• Information:

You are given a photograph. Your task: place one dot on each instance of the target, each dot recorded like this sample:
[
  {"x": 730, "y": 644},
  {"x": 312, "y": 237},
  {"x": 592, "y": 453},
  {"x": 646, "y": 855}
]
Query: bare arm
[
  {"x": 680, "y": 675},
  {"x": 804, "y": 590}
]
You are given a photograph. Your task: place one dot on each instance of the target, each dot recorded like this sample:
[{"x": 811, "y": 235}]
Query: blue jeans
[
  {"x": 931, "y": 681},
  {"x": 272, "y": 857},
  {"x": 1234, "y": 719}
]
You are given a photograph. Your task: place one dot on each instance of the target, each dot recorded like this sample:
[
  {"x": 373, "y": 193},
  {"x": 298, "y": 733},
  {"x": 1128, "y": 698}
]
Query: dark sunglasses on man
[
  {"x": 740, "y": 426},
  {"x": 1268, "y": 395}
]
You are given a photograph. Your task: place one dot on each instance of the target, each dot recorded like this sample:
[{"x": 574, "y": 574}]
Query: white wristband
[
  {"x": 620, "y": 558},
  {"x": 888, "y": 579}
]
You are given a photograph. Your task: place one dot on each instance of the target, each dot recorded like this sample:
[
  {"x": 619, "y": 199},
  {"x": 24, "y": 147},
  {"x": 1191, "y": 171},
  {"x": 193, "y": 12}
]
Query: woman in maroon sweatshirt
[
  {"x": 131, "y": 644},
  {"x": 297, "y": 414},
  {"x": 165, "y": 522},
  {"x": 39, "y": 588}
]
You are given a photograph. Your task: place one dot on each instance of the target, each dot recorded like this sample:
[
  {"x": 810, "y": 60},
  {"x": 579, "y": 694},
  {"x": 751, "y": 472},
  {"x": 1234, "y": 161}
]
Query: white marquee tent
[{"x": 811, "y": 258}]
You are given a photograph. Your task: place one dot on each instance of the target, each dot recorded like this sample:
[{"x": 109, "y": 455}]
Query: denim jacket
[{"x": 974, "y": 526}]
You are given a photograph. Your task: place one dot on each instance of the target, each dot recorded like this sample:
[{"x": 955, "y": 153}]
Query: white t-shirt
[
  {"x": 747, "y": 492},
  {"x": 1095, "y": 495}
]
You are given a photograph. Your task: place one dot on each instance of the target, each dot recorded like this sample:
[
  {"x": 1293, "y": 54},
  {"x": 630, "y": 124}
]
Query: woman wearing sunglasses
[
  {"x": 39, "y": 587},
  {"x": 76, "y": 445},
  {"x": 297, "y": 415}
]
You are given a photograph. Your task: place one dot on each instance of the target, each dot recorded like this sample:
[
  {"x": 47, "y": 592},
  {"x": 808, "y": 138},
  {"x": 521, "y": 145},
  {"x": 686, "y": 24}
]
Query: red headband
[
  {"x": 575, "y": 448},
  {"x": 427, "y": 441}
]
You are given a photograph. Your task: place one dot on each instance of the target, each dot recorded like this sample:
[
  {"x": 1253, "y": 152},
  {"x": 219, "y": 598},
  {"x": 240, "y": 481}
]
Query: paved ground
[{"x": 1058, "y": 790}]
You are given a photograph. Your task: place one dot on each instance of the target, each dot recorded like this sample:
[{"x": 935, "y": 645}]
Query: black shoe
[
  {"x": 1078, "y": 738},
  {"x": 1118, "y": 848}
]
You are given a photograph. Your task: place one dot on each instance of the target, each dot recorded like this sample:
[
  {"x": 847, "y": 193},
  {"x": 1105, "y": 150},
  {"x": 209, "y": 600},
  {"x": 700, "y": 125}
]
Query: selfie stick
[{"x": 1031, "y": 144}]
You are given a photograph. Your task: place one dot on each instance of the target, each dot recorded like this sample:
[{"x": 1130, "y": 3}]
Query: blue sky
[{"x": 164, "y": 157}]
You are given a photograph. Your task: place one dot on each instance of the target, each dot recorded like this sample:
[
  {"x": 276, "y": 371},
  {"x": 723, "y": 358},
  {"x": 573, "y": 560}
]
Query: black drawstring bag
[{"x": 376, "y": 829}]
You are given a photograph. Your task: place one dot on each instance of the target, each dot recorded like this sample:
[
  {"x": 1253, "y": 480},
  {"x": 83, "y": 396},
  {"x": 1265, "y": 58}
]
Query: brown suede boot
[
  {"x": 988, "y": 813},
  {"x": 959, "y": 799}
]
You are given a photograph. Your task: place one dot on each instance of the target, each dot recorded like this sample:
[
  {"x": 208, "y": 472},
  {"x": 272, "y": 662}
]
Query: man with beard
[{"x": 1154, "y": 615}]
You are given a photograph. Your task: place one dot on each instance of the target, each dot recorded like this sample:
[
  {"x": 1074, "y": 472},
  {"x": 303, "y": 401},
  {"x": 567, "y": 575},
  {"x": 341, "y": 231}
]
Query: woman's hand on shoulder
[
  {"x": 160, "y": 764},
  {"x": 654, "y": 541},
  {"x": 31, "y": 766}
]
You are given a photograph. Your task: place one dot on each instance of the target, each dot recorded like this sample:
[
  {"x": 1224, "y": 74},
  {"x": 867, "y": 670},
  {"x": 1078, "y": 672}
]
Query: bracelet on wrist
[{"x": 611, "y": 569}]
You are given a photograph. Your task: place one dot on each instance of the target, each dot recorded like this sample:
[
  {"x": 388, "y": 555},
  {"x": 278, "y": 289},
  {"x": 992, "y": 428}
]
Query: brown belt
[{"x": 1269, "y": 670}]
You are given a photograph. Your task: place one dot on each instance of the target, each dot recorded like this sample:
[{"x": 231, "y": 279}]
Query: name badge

• Task objective:
Write every entry out again exactly.

• Solution to the problem:
You are given a photograph. Your task: place one dot on each instance of the target, each dot recorded like this sample:
[
  {"x": 730, "y": 644},
  {"x": 312, "y": 237},
  {"x": 592, "y": 453},
  {"x": 646, "y": 855}
]
Query: bare arm
[
  {"x": 680, "y": 675},
  {"x": 804, "y": 590}
]
You are given a photograph. Your task: place one dot on each instance of the target, each dot recorded like this sample:
[{"x": 811, "y": 235}]
Query: blue jeans
[
  {"x": 931, "y": 681},
  {"x": 272, "y": 857},
  {"x": 1234, "y": 719}
]
You are given a photograph. Your task: place one dot on each instance of the target, each dot recorded like this sample:
[
  {"x": 373, "y": 193},
  {"x": 298, "y": 733},
  {"x": 1128, "y": 698}
]
Query: dark sunglasses on man
[
  {"x": 740, "y": 426},
  {"x": 1268, "y": 395}
]
You are given a photograph. Your task: place one dot on each instance of the target, each dot recorded like this sample:
[{"x": 574, "y": 574}]
Query: white wristband
[
  {"x": 620, "y": 558},
  {"x": 888, "y": 579}
]
You are given a photograph. Your task: place one dot on each instance of the target, each dot recorded like this sample:
[
  {"x": 619, "y": 199},
  {"x": 24, "y": 147},
  {"x": 1191, "y": 171},
  {"x": 193, "y": 12}
]
Query: woman in maroon sweatshirt
[
  {"x": 131, "y": 644},
  {"x": 297, "y": 414},
  {"x": 165, "y": 522},
  {"x": 39, "y": 588}
]
You are given a photograph. Your task: place one dot on each instance of the target, each dot recorded like this sample:
[
  {"x": 810, "y": 60},
  {"x": 579, "y": 694},
  {"x": 751, "y": 472},
  {"x": 1234, "y": 161}
]
Query: white marquee tent
[{"x": 811, "y": 258}]
You are given a photograph. Your task: place one dot on each instance of the target, each dot recorded like this sample:
[{"x": 109, "y": 455}]
Query: denim jacket
[{"x": 974, "y": 526}]
You are given a photograph. Your task: place one dot on each instance of the target, each dot recorded like this sample:
[{"x": 955, "y": 153}]
Query: white t-shirt
[
  {"x": 747, "y": 492},
  {"x": 1095, "y": 495}
]
You are given a photograph. Your task: place one dot on each instance of the target, each dot recorded like this sample:
[
  {"x": 1293, "y": 54},
  {"x": 630, "y": 124}
]
Query: woman wearing sunglasses
[
  {"x": 39, "y": 587},
  {"x": 76, "y": 445},
  {"x": 297, "y": 415}
]
You are given a photograph. Your task: place one dot on each instance of the target, each dot recorded like this sample:
[
  {"x": 47, "y": 592},
  {"x": 808, "y": 138},
  {"x": 521, "y": 145},
  {"x": 686, "y": 24}
]
Query: red headband
[
  {"x": 575, "y": 448},
  {"x": 427, "y": 441}
]
You are given a photograph. Your task: place one dot on each instance of the target, each dot recorded like this sample:
[
  {"x": 1253, "y": 152},
  {"x": 219, "y": 598},
  {"x": 240, "y": 481}
]
Query: paved ground
[{"x": 1058, "y": 790}]
You are given a photograph. Your task: place one dot on each instance of the target, each dot recorded like this sample:
[{"x": 935, "y": 645}]
Query: black shoe
[
  {"x": 1078, "y": 738},
  {"x": 1118, "y": 848}
]
You are given a photograph. Your task: place one dot on each instance of the target, each dot recorded like this sample:
[
  {"x": 847, "y": 193},
  {"x": 1105, "y": 150},
  {"x": 209, "y": 600},
  {"x": 700, "y": 125}
]
Query: selfie stick
[{"x": 1031, "y": 144}]
You are given a photograph. Your task: place one dot on each instance of the target, each dot recorded like this sample:
[{"x": 1130, "y": 3}]
Query: blue sky
[{"x": 164, "y": 157}]
You are given a photograph. Your task: place one dot on each instance of the target, each dot recorded like this sample:
[
  {"x": 276, "y": 371},
  {"x": 723, "y": 358},
  {"x": 573, "y": 560}
]
Query: black drawstring bag
[{"x": 376, "y": 829}]
You are given a photograph. Your task: place one dot on each instance of the target, each dot recorded like this sample:
[
  {"x": 1253, "y": 480},
  {"x": 83, "y": 396},
  {"x": 1265, "y": 58}
]
Query: brown suede boot
[
  {"x": 988, "y": 813},
  {"x": 959, "y": 799}
]
You are given a photograph. Your task: place one dot on each instance of the target, each dot recorded like this sample:
[
  {"x": 208, "y": 472},
  {"x": 272, "y": 662}
]
Query: man with beard
[{"x": 1154, "y": 615}]
You are given a photograph. Your task: place one dot on each instance of the target, each dot recorded like this sample:
[
  {"x": 1074, "y": 472},
  {"x": 303, "y": 401},
  {"x": 567, "y": 575},
  {"x": 341, "y": 231}
]
Query: woman's hand on shoulder
[
  {"x": 160, "y": 764},
  {"x": 654, "y": 541},
  {"x": 31, "y": 766}
]
You are given a photograph. Your task: place one dot on each instance of the target, each dot recorded like this sample:
[
  {"x": 1224, "y": 74},
  {"x": 867, "y": 670},
  {"x": 1078, "y": 672}
]
Query: bracelet on wrist
[{"x": 611, "y": 569}]
You are given a photograph. Your task: place one dot on each instance of the target, each dot recorded like this sample:
[
  {"x": 388, "y": 555},
  {"x": 278, "y": 289},
  {"x": 992, "y": 428}
]
Query: brown belt
[{"x": 1269, "y": 670}]
You are given a photograph. Your task: place one dot on each instance of the target, each dot recorded like this sample:
[{"x": 231, "y": 279}]
Query: name badge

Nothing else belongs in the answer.